═════ Records for this exercise ═════

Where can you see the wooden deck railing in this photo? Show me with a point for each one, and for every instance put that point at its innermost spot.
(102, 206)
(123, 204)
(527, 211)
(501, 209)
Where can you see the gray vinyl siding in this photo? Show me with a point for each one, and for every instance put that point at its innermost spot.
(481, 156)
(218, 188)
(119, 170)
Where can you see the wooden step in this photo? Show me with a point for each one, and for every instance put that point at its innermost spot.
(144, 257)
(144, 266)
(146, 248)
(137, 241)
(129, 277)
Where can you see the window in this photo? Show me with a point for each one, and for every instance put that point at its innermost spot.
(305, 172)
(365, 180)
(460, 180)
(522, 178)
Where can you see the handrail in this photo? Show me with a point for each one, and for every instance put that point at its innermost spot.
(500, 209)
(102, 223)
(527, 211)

═════

Rewrite the lines above, putting "concrete step" in place of "wooden step" and leaving everything else as it is.

- **Correct output**:
Where can you see the wooden deck railing in this photo? Show me with a point for each one, and for every instance put that point at its innermost spot.
(102, 206)
(123, 204)
(527, 211)
(501, 209)
Where can you see the gray vinyl siding in this photo? Show me with a point for each one, and for every instance put that point at its innermost spot.
(481, 156)
(218, 188)
(119, 170)
Where can you see the concrete step in this photo? Show me with a point for each one, and for every instance put that point at its innermost spot.
(144, 257)
(144, 266)
(146, 248)
(137, 241)
(129, 277)
Where can you see the window in this photo? Show me with a point for each one, and for every instance put that point at its innermost spot.
(305, 172)
(365, 180)
(460, 180)
(522, 178)
Where can you see the handrail in this photo? Show me with a point for each one, and for every instance put that point at its innermost spot.
(500, 209)
(102, 223)
(527, 211)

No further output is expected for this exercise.